[Opening Available data section]
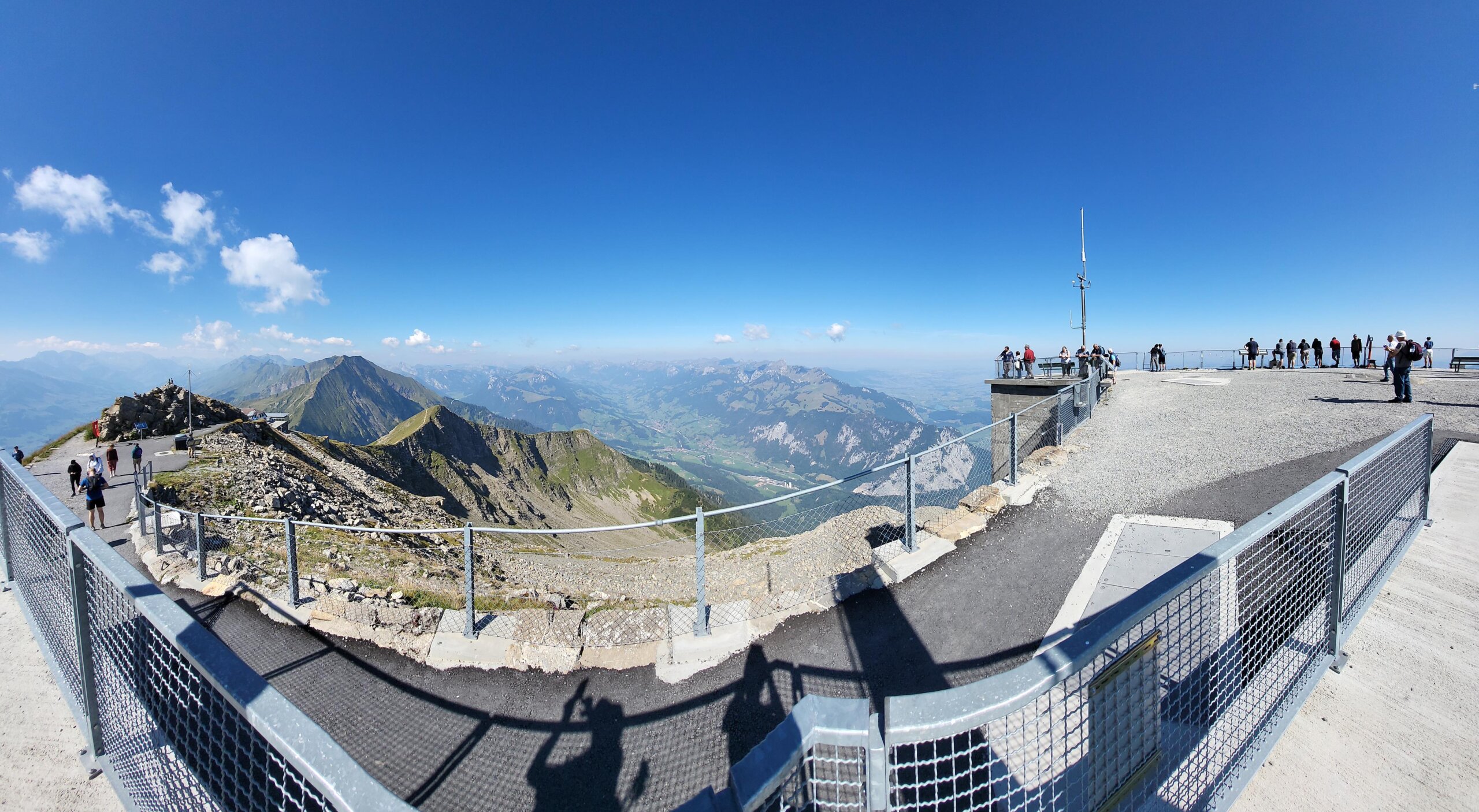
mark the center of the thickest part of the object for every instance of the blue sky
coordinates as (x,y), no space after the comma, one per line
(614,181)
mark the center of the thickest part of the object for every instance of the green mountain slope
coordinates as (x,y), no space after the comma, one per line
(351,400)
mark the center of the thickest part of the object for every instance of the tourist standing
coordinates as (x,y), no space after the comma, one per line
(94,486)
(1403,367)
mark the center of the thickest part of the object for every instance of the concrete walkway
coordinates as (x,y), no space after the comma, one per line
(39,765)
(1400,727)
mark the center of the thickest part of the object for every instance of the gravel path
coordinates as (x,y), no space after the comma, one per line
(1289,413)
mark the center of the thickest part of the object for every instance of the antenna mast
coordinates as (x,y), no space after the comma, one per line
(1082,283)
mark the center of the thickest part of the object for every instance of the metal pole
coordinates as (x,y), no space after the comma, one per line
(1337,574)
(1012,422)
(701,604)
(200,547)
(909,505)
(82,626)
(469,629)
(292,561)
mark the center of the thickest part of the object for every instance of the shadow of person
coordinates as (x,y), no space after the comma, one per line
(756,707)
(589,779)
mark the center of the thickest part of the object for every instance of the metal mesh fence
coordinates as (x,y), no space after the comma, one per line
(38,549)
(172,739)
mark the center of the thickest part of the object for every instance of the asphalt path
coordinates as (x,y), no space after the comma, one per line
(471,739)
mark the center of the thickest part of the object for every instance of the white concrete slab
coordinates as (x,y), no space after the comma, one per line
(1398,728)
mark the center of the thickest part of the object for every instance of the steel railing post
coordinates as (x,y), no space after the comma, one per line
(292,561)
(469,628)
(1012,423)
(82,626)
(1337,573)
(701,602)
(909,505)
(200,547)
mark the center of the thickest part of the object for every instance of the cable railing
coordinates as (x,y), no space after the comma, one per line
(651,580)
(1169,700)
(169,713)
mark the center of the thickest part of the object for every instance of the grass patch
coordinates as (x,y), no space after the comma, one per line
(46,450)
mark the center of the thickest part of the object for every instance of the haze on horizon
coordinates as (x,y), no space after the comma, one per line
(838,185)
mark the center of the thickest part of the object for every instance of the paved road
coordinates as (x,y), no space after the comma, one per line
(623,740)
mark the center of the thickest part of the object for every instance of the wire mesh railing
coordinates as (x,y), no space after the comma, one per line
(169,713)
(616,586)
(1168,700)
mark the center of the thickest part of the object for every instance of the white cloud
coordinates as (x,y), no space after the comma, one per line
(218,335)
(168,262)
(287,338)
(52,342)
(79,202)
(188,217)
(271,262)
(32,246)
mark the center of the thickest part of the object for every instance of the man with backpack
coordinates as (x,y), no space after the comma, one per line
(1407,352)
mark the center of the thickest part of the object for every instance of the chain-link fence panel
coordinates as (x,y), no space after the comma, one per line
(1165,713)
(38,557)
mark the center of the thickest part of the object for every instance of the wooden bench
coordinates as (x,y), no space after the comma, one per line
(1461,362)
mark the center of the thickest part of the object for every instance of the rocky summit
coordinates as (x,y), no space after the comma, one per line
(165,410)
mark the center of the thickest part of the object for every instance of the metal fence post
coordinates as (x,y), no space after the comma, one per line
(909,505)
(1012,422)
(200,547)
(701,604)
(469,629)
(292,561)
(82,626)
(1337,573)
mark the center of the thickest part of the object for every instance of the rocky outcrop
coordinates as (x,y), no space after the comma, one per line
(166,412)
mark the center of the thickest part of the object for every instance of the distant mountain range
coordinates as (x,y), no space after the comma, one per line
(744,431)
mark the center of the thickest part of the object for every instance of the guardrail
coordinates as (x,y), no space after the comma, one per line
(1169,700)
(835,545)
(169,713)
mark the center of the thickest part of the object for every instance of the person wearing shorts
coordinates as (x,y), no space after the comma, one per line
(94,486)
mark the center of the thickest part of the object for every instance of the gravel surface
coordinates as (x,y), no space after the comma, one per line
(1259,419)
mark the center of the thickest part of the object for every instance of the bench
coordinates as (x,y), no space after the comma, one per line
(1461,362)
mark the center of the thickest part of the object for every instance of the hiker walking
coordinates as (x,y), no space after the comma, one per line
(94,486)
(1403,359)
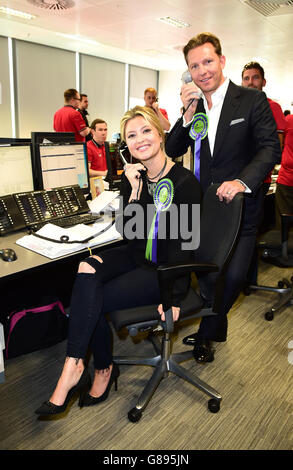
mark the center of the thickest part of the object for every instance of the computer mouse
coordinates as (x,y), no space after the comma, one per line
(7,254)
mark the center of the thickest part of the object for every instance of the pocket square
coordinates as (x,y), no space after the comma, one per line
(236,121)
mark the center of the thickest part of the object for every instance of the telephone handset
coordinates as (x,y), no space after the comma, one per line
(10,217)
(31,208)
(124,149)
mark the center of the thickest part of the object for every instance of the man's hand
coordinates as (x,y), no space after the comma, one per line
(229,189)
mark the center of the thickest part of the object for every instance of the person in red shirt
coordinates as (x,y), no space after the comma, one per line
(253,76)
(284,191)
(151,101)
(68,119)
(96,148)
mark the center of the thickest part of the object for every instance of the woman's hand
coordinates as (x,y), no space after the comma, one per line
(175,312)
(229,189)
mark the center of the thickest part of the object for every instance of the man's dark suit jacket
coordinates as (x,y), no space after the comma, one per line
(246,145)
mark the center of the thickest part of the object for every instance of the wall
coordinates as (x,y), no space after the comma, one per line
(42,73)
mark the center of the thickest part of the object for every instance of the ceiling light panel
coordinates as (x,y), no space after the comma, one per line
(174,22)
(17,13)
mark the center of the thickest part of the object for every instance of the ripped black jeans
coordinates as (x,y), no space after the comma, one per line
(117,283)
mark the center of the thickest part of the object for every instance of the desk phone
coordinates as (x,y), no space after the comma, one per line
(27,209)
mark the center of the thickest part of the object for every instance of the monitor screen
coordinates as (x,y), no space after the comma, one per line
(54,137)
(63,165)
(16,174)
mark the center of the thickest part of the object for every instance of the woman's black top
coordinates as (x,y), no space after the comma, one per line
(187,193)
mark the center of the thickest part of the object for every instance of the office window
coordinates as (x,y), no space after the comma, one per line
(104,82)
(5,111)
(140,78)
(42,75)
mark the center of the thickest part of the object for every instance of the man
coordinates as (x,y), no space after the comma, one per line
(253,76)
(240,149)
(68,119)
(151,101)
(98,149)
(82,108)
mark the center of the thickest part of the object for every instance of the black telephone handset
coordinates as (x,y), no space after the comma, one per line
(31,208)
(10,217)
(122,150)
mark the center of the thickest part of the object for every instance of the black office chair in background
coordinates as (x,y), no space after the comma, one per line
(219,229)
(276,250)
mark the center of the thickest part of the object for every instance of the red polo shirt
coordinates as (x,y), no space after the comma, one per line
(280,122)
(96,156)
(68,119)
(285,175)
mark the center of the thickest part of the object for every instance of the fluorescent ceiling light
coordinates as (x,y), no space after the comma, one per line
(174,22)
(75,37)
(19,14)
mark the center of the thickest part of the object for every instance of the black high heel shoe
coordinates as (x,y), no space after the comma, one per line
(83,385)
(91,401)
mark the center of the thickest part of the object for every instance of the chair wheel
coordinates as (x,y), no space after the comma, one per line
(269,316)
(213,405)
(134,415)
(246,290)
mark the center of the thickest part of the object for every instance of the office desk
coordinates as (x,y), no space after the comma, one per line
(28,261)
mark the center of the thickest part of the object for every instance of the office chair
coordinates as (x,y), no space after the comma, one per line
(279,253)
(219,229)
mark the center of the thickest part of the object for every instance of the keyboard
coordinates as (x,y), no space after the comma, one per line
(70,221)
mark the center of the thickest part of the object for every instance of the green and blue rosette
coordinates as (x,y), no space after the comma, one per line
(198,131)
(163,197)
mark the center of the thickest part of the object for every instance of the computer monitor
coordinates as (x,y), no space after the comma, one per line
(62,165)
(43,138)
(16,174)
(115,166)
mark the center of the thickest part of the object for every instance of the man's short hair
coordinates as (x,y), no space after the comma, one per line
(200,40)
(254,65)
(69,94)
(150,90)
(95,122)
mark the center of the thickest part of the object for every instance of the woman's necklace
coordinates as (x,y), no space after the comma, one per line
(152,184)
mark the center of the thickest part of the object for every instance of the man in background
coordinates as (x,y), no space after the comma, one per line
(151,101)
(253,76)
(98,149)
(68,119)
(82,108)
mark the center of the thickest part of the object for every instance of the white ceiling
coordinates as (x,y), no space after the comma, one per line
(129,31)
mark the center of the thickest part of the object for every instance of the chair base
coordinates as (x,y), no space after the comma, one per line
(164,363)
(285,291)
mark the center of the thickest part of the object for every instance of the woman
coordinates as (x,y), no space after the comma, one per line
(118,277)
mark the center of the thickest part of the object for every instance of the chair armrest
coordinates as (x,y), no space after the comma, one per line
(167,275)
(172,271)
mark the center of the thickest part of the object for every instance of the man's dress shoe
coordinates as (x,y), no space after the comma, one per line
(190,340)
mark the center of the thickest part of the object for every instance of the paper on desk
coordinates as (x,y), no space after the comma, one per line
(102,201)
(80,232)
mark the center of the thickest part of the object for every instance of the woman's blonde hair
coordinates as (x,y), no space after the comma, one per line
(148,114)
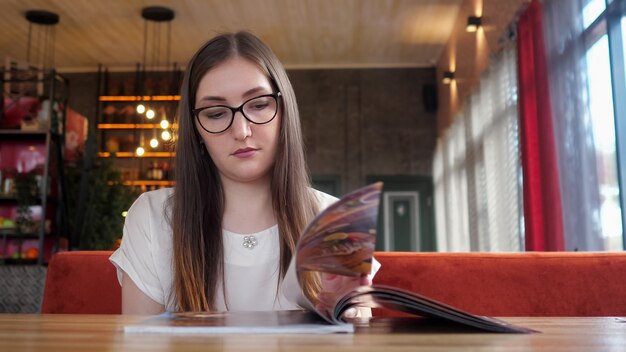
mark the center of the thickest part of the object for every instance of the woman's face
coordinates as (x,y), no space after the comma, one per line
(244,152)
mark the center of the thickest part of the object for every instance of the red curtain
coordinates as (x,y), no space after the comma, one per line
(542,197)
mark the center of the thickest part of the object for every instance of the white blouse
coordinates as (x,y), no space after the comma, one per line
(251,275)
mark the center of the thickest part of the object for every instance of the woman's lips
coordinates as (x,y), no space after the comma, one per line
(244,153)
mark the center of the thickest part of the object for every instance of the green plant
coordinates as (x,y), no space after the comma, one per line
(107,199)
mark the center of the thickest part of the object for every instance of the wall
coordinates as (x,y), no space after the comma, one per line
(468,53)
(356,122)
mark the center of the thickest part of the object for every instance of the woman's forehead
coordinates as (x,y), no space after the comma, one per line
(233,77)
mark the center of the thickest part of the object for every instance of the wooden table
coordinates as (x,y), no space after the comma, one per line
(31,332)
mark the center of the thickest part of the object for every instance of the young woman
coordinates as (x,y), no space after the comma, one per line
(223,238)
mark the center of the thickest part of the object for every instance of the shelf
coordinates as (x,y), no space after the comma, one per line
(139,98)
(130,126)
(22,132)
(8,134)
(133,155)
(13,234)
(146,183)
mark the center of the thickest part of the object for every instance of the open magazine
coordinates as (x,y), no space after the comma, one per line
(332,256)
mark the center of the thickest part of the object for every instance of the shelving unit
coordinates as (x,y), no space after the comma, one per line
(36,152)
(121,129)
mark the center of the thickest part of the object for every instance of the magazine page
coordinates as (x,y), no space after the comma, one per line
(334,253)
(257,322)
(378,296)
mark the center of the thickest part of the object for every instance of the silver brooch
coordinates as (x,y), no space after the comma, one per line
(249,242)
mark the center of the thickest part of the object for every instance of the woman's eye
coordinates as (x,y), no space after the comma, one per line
[Closing Available data section]
Would you copy every line of the entries in which "telephone" appears?

mark the center of the thickest part of the object for every instance of the telephone handset
mark the center of the thickest part of the object for every instance of the black telephone handset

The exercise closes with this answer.